[Segmentation labeling entries]
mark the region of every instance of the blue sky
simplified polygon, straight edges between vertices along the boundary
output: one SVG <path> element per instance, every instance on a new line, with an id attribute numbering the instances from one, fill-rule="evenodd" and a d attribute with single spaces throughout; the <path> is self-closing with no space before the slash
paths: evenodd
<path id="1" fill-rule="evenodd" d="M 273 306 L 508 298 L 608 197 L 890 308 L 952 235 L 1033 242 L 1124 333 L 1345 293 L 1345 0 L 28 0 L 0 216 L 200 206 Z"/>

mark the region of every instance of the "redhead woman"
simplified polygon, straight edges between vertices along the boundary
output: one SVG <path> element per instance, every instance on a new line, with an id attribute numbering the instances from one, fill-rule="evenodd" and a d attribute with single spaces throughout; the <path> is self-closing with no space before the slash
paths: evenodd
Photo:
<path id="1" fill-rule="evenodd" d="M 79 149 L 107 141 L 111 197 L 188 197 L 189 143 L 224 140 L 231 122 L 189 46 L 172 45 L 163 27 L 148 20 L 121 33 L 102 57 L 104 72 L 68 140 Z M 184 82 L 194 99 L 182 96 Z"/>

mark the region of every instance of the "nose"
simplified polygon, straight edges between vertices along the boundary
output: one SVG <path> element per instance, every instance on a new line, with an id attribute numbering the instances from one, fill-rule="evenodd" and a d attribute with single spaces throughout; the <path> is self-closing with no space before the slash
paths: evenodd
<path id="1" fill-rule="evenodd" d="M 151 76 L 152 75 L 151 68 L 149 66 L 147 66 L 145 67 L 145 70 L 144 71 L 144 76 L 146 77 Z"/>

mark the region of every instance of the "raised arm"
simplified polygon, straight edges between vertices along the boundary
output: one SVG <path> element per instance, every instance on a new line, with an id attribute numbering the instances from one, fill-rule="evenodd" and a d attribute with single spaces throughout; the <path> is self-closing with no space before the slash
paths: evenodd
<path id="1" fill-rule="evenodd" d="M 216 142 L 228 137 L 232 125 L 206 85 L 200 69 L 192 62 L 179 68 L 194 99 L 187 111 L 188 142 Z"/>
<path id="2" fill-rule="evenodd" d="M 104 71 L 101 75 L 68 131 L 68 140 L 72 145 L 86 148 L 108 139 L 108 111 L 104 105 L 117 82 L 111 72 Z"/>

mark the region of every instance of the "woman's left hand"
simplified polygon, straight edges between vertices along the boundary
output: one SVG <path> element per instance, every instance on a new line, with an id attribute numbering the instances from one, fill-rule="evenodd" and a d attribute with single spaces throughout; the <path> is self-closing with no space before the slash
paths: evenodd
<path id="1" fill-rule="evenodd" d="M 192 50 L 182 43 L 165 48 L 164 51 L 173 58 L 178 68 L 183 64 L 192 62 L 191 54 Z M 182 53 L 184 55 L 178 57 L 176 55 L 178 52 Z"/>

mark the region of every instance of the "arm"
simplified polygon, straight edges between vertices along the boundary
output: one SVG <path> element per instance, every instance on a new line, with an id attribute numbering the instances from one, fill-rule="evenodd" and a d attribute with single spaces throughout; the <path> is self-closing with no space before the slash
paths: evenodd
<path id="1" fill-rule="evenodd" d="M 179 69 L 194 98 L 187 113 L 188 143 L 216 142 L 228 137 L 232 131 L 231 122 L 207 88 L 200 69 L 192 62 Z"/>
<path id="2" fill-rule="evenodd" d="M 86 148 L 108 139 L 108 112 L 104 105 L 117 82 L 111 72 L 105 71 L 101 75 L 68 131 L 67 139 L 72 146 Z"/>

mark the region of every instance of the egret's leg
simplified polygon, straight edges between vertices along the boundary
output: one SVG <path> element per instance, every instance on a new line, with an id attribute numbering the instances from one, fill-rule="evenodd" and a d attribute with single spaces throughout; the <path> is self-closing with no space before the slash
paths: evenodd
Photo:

* [Exercise] Copy out all of the entries above verbatim, line for line, with nothing changed.

* [Answer to the problem]
mark the region of every instance of the blue sky
simplified polygon, straight edges between vertices along the boundary
output: one SVG <path> element per instance, every instance on a new line, with an id attribute numbering the instances from one, fill-rule="evenodd" and a d attribute with single spaces throughout; the <path> is self-closing with no space before the slash
paths: evenodd
<path id="1" fill-rule="evenodd" d="M 273 306 L 508 298 L 608 197 L 890 308 L 952 235 L 1033 242 L 1124 333 L 1345 293 L 1345 0 L 28 0 L 0 216 L 200 206 Z"/>

mark the region of every instance of the "redhead woman"
simplified polygon, straight edges between vertices along the boundary
output: one SVG <path> element per instance, every instance on a new line, with an id attribute numbering the instances from one, fill-rule="evenodd" and a d attribute with single spaces throughout; the <path> is self-closing with no space before the slash
paths: evenodd
Photo:
<path id="1" fill-rule="evenodd" d="M 79 149 L 107 141 L 111 197 L 188 197 L 189 143 L 224 140 L 231 122 L 189 46 L 172 45 L 163 27 L 148 20 L 121 33 L 102 57 L 104 72 L 68 140 Z M 184 82 L 194 99 L 182 96 Z"/>

mark the region of every instance of the "nose"
simplified polygon, straight edges between vertices along the boundary
output: one SVG <path> element per instance, every instance on a new line, with an id attribute numbering the instances from one, fill-rule="evenodd" and a d attribute with single spaces throughout; the <path> is self-closing with no space before the slash
paths: evenodd
<path id="1" fill-rule="evenodd" d="M 151 76 L 152 75 L 151 68 L 149 66 L 147 66 L 145 67 L 145 70 L 144 71 L 144 76 L 146 77 Z"/>

mark the region of every instance of the "raised arm"
simplified polygon, straight edges between vertices along the boundary
output: one SVG <path> element per instance, every instance on a new line, with an id attribute numbering the instances from one, fill-rule="evenodd" and a d attribute with single spaces throughout; the <path> is self-closing with no space before the slash
paths: evenodd
<path id="1" fill-rule="evenodd" d="M 216 142 L 228 137 L 232 125 L 206 85 L 200 69 L 192 62 L 179 68 L 194 99 L 187 111 L 188 142 Z"/>
<path id="2" fill-rule="evenodd" d="M 104 71 L 101 75 L 68 131 L 68 140 L 72 145 L 86 148 L 108 139 L 108 111 L 104 105 L 117 82 L 111 72 Z"/>

mark the region of every instance of the "woman's left hand"
simplified polygon, straight edges between vertices along the boundary
output: one SVG <path> element per instance, every instance on a new line, with an id attribute numbering the instances from one, fill-rule="evenodd" and a d attribute with single spaces throughout; the <path> is self-closing with no space before the slash
paths: evenodd
<path id="1" fill-rule="evenodd" d="M 192 50 L 182 43 L 165 48 L 164 51 L 173 58 L 178 68 L 183 64 L 192 62 L 191 54 Z M 182 53 L 184 55 L 178 57 L 176 55 L 178 52 Z"/>

mark the region of every instance of the "arm"
simplified polygon, straight edges between vertices along the boundary
output: one SVG <path> element per instance, every instance on a new line, with an id attribute numbering the instances from one, fill-rule="evenodd" and a d attribute with single spaces throughout; the <path> is self-closing with no space before the slash
paths: evenodd
<path id="1" fill-rule="evenodd" d="M 179 69 L 194 98 L 187 113 L 188 143 L 216 142 L 228 137 L 232 131 L 231 122 L 207 88 L 200 69 L 192 62 Z"/>
<path id="2" fill-rule="evenodd" d="M 86 148 L 108 139 L 108 112 L 104 105 L 117 82 L 111 72 L 105 71 L 101 75 L 68 131 L 67 139 L 72 146 Z"/>

mark the region of every instance of the egret's leg
simplified polygon, straight edges between vertices along the boundary
output: one SVG <path> element per instance, every instance on a new line, with an id attribute numbering the instances from one, fill-rule="evenodd" and a d attribute with single spaces throughout; the <path> is self-closing with no space before the slash
paths: evenodd
Photo:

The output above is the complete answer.